__Исходный материал__
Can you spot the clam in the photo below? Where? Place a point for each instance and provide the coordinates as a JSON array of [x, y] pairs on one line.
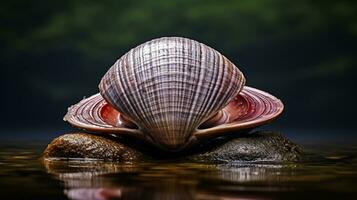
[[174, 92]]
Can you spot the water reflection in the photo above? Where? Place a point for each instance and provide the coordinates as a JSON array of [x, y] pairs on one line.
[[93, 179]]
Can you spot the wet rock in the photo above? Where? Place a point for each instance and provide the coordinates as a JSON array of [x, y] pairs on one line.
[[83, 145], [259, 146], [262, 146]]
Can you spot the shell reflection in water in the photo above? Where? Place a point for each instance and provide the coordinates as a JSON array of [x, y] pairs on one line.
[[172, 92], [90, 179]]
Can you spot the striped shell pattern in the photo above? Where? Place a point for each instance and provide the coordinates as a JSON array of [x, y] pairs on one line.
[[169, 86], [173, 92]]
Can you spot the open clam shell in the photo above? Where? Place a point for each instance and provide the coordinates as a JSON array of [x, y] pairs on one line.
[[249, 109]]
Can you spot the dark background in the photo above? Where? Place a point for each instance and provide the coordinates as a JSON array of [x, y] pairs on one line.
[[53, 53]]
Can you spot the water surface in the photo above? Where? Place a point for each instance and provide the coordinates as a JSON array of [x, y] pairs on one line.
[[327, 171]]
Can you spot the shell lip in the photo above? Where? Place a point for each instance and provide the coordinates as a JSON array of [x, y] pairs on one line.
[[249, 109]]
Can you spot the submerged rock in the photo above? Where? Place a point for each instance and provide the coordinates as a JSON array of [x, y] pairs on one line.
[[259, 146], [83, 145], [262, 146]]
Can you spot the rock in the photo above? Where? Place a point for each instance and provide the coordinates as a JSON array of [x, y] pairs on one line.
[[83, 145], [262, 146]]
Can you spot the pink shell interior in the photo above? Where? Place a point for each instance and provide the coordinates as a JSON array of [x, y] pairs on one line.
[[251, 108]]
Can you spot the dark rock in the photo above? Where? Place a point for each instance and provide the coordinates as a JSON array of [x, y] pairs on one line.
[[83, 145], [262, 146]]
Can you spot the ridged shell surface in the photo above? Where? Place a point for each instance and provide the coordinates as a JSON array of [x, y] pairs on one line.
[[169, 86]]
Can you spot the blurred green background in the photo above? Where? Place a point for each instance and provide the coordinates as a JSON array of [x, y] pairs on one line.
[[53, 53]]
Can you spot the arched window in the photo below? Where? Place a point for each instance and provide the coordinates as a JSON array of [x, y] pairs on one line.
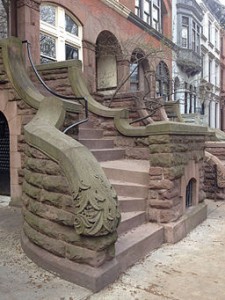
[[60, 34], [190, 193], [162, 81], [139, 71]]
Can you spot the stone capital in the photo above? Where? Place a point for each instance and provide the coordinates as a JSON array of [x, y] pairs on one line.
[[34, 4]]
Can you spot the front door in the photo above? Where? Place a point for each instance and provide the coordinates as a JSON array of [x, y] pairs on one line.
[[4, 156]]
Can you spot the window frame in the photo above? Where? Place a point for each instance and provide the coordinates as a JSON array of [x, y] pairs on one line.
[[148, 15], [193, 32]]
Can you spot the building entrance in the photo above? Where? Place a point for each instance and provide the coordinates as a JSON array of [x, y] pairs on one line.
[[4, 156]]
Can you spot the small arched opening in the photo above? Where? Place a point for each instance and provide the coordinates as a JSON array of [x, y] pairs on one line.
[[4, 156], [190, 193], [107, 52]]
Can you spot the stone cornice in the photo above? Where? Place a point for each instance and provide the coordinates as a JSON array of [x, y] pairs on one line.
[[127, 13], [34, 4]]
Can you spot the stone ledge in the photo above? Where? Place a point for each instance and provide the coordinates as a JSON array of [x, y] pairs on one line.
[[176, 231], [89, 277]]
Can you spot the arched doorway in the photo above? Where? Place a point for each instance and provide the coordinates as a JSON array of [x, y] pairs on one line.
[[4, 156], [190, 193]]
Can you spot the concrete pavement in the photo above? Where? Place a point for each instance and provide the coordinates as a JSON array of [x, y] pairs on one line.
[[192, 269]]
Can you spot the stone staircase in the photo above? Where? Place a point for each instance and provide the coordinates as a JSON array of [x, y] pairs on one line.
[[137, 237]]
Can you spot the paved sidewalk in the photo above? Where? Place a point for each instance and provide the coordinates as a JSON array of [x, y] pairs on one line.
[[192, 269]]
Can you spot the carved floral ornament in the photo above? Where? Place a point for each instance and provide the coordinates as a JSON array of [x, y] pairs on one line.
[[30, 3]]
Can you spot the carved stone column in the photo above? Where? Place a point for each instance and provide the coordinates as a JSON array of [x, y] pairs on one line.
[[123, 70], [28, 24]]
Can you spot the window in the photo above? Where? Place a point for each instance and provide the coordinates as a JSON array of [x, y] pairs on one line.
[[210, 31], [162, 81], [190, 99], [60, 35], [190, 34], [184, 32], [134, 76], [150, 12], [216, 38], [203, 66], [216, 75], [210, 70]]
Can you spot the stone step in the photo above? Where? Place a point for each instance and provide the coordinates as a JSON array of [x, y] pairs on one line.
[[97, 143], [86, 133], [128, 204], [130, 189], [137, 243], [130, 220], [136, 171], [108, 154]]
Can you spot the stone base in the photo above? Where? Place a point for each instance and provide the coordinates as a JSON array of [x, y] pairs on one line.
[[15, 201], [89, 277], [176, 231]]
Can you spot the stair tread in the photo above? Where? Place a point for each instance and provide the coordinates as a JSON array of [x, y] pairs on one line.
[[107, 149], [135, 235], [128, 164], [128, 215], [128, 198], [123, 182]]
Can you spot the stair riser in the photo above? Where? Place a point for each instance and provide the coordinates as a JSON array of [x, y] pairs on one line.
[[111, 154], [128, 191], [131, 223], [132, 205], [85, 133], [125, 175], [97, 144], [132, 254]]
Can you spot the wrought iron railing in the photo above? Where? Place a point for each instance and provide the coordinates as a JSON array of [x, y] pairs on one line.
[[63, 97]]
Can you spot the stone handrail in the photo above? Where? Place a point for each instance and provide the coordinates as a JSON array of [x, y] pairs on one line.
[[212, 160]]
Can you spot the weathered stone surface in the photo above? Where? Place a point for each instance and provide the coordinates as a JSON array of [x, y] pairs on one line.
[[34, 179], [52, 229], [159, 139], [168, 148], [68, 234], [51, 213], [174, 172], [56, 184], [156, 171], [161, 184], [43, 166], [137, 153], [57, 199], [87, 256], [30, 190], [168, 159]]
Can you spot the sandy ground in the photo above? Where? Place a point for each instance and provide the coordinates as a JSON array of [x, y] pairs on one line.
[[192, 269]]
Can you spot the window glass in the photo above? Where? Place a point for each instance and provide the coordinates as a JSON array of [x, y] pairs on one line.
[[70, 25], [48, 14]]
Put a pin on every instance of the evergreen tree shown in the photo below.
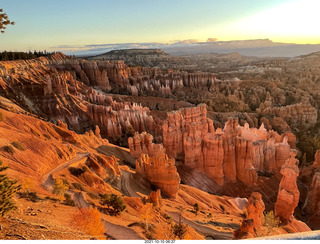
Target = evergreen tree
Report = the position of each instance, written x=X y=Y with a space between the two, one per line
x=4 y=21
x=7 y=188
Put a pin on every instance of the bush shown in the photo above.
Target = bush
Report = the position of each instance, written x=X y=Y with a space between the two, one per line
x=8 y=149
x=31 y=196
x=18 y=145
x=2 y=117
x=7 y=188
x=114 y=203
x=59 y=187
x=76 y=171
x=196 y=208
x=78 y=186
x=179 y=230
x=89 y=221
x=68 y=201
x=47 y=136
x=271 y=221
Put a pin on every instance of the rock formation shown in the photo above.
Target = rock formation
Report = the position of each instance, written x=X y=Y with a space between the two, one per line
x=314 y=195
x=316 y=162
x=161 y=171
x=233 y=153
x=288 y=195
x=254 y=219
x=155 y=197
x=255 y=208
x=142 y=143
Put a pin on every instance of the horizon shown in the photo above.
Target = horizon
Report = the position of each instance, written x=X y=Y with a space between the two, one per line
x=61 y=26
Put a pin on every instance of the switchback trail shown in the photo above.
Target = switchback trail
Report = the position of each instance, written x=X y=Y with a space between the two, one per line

__Цель задания__
Измените в материале строки от строки с «Can you spot the dark rock» до строки с «[[169, 86]]» включительно, заменив «ridged shell surface» на «ribbed shell surface». Приведите эти строки заново, остальное в них не трогайте.

__Результат выполнения__
Can you spot the dark rock in the photo above? Where? Place a point for each instance and provide the coordinates as a JSON array of [x, y] pairs on one line.
[[83, 145], [262, 146]]
Can you spot the ribbed shell surface in the photo above? Where? Place a point for each instance and provide the coordinates as a JSON array of [x, y] pairs on one line.
[[169, 86]]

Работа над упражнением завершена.